-- WHAT YOU SHOULD DO --
Your response should contain exactly the lines running from the one with "Spot the calm" to the end of the data below, both included, and no pictures.

TASK MATERIAL below:

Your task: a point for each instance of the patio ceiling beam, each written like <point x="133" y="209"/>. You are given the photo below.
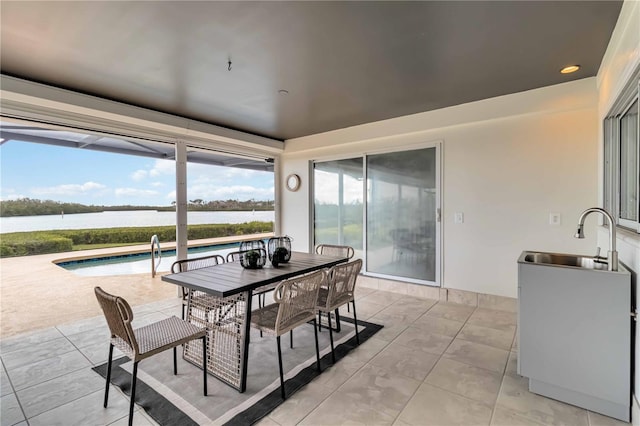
<point x="89" y="140"/>
<point x="74" y="144"/>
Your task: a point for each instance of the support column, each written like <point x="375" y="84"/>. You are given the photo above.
<point x="181" y="200"/>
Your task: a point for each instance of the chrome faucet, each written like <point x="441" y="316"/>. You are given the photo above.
<point x="612" y="254"/>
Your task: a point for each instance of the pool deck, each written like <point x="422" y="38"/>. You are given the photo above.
<point x="37" y="294"/>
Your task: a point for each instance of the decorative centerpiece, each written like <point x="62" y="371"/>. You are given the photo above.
<point x="279" y="250"/>
<point x="253" y="254"/>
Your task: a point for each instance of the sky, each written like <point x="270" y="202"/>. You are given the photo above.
<point x="46" y="172"/>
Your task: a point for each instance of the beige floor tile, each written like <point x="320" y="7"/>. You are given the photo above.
<point x="267" y="421"/>
<point x="300" y="404"/>
<point x="505" y="417"/>
<point x="515" y="396"/>
<point x="334" y="376"/>
<point x="466" y="380"/>
<point x="478" y="355"/>
<point x="379" y="297"/>
<point x="437" y="325"/>
<point x="367" y="350"/>
<point x="409" y="362"/>
<point x="512" y="365"/>
<point x="10" y="411"/>
<point x="434" y="406"/>
<point x="596" y="419"/>
<point x="487" y="336"/>
<point x="364" y="310"/>
<point x="414" y="304"/>
<point x="417" y="338"/>
<point x="451" y="311"/>
<point x="372" y="396"/>
<point x="500" y="320"/>
<point x="391" y="329"/>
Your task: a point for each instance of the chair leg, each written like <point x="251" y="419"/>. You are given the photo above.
<point x="280" y="366"/>
<point x="333" y="353"/>
<point x="106" y="389"/>
<point x="175" y="361"/>
<point x="133" y="392"/>
<point x="204" y="363"/>
<point x="315" y="332"/>
<point x="355" y="321"/>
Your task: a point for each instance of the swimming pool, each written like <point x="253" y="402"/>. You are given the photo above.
<point x="139" y="263"/>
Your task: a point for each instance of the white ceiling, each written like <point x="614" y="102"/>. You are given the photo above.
<point x="342" y="63"/>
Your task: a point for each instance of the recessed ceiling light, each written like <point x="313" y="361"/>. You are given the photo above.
<point x="569" y="69"/>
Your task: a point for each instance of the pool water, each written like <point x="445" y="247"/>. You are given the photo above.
<point x="139" y="263"/>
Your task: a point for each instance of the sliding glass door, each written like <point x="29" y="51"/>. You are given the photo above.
<point x="397" y="194"/>
<point x="401" y="214"/>
<point x="338" y="203"/>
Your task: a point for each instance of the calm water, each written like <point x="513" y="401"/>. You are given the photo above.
<point x="125" y="219"/>
<point x="140" y="263"/>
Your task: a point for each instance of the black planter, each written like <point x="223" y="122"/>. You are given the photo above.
<point x="253" y="254"/>
<point x="279" y="250"/>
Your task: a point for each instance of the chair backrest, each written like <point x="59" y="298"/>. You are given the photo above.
<point x="118" y="314"/>
<point x="297" y="298"/>
<point x="342" y="283"/>
<point x="334" y="250"/>
<point x="234" y="256"/>
<point x="196" y="263"/>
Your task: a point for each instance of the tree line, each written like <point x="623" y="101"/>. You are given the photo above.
<point x="33" y="207"/>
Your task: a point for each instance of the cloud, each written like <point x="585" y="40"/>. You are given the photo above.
<point x="163" y="168"/>
<point x="69" y="189"/>
<point x="236" y="192"/>
<point x="139" y="175"/>
<point x="12" y="196"/>
<point x="134" y="192"/>
<point x="158" y="169"/>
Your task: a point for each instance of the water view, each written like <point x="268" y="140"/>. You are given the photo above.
<point x="113" y="219"/>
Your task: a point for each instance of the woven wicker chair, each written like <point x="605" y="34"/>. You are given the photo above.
<point x="338" y="292"/>
<point x="335" y="250"/>
<point x="295" y="305"/>
<point x="190" y="264"/>
<point x="140" y="343"/>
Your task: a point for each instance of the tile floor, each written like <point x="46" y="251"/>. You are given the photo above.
<point x="434" y="363"/>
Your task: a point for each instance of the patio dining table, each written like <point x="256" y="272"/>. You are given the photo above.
<point x="220" y="300"/>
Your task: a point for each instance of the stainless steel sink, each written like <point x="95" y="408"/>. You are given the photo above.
<point x="562" y="259"/>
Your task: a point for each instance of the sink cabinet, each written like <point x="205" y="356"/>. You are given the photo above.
<point x="574" y="330"/>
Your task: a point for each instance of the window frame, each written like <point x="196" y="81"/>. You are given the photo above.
<point x="612" y="164"/>
<point x="438" y="145"/>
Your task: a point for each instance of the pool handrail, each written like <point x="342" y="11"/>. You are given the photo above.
<point x="155" y="248"/>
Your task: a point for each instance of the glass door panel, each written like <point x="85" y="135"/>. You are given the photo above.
<point x="401" y="214"/>
<point x="338" y="203"/>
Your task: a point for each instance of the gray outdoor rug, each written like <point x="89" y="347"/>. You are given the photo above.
<point x="178" y="400"/>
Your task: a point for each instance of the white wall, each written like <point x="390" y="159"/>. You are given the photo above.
<point x="507" y="163"/>
<point x="621" y="60"/>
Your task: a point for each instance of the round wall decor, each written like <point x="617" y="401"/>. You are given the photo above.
<point x="293" y="182"/>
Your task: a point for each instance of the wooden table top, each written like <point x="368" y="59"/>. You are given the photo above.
<point x="231" y="278"/>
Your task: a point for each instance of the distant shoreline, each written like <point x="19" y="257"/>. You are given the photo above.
<point x="33" y="207"/>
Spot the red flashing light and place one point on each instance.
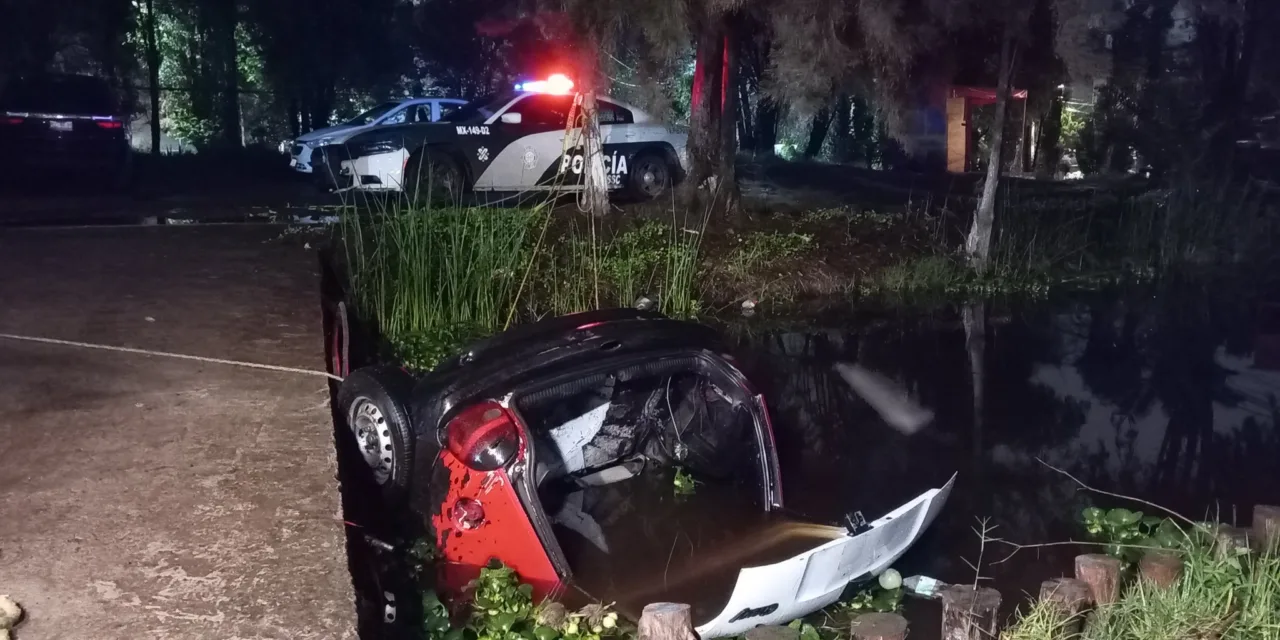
(484, 437)
(556, 83)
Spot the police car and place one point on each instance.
(516, 141)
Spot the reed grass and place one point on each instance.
(435, 278)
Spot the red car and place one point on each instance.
(615, 456)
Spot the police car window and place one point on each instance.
(478, 109)
(397, 118)
(613, 114)
(544, 109)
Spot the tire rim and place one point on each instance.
(374, 438)
(653, 178)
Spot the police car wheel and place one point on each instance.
(433, 178)
(650, 176)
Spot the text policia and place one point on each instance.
(615, 167)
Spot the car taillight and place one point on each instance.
(484, 437)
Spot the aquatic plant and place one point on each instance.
(1128, 534)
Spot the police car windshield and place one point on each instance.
(373, 114)
(479, 109)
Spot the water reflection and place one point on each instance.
(1166, 396)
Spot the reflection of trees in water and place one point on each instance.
(1143, 362)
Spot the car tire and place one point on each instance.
(433, 178)
(649, 177)
(374, 407)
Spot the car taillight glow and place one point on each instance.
(556, 83)
(484, 437)
(467, 513)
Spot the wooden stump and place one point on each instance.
(880, 626)
(1266, 528)
(773, 632)
(666, 621)
(1161, 568)
(1102, 574)
(1230, 540)
(969, 613)
(1069, 598)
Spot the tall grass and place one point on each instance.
(434, 279)
(1221, 595)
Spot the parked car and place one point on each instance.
(67, 126)
(556, 448)
(396, 112)
(515, 141)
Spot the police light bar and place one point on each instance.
(556, 83)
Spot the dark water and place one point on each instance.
(1166, 394)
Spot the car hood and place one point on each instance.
(341, 131)
(737, 575)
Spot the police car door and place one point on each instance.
(520, 145)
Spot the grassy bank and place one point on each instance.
(434, 279)
(1225, 593)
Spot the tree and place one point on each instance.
(152, 56)
(978, 241)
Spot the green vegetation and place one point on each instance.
(1128, 534)
(1224, 593)
(434, 279)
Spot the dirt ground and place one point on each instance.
(154, 498)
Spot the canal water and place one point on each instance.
(1166, 394)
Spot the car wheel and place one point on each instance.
(649, 176)
(433, 178)
(373, 402)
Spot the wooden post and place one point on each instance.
(969, 613)
(1069, 598)
(667, 621)
(878, 626)
(1102, 574)
(1161, 568)
(1266, 528)
(1232, 539)
(773, 632)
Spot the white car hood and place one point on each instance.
(339, 132)
(778, 593)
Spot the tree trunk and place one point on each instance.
(704, 135)
(1048, 152)
(818, 129)
(978, 243)
(766, 126)
(728, 123)
(152, 51)
(228, 54)
(594, 179)
(842, 144)
(295, 118)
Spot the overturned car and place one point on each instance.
(566, 449)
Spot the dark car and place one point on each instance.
(67, 127)
(613, 456)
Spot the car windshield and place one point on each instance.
(479, 109)
(373, 114)
(71, 95)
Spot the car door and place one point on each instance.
(519, 149)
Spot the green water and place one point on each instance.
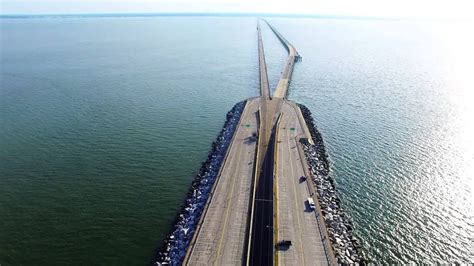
(104, 122)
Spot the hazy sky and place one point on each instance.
(379, 8)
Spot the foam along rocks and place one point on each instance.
(346, 246)
(177, 242)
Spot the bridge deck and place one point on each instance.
(221, 238)
(294, 220)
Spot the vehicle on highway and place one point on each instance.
(311, 204)
(284, 244)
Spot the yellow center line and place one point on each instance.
(229, 199)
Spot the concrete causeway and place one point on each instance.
(258, 198)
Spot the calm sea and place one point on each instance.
(104, 122)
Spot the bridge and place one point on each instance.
(258, 199)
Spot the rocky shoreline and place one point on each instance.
(175, 245)
(346, 246)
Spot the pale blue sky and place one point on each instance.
(379, 8)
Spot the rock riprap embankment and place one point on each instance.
(177, 242)
(346, 246)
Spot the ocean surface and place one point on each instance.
(104, 122)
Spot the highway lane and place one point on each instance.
(261, 243)
(294, 221)
(220, 240)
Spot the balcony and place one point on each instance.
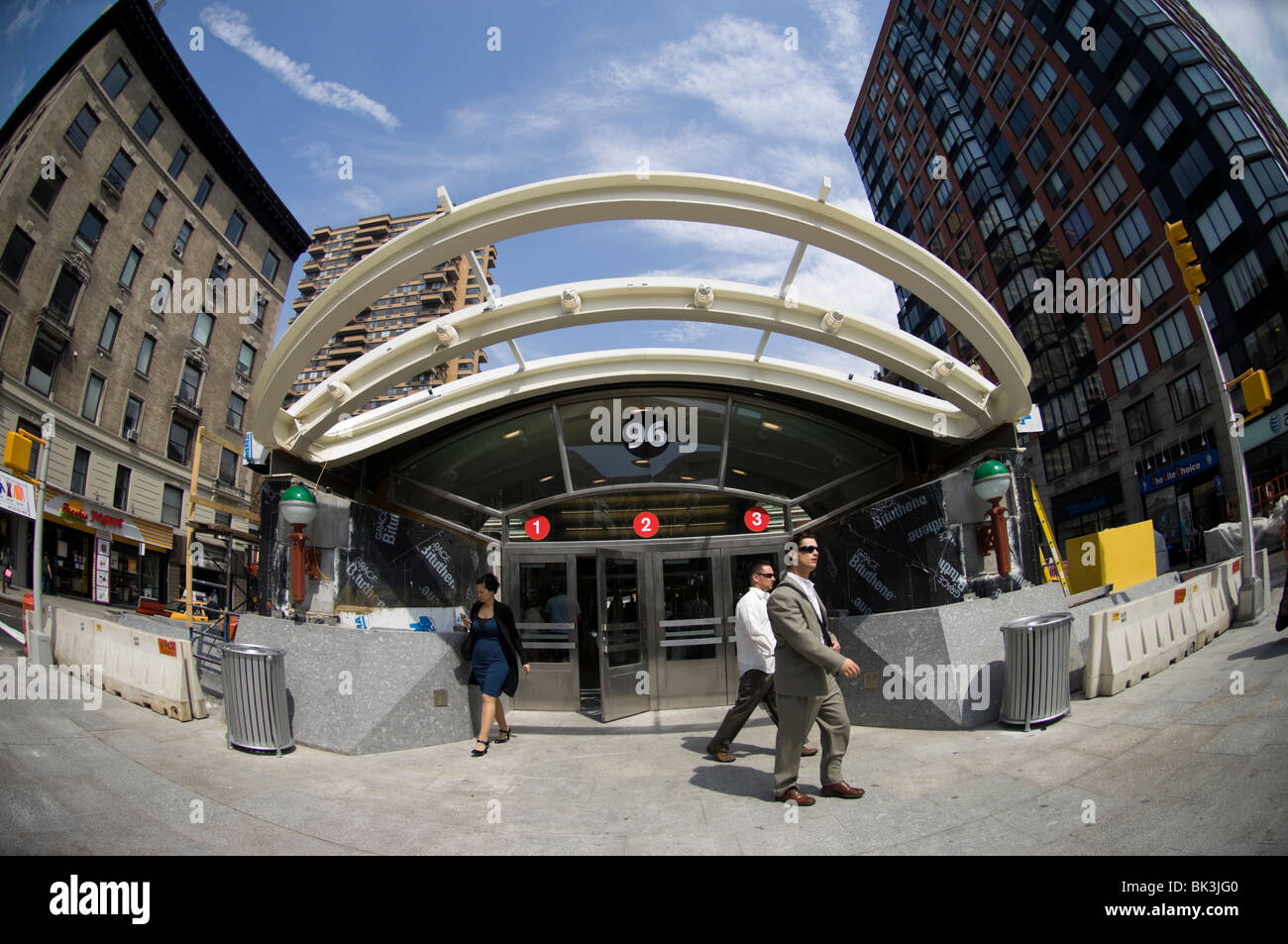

End of TASK MATERIAL.

-- TASK SOLUTION --
Spot the calm sea and place one point on each instance.
(104, 122)
Spot the bridge and place one point on each instance.
(258, 199)
Spot the rocky shoreline and place one point on each instance.
(175, 245)
(346, 246)
Spot the pale blue sky and place one point on each instance.
(379, 8)
Spot the rock riprap embankment and place one point on each instance.
(177, 242)
(346, 246)
Spot the ocean surface and place one point on each instance.
(104, 122)
Spot the highway lane and place one point on each instance.
(261, 243)
(294, 221)
(220, 240)
Spot the balcony and place one point on each instance.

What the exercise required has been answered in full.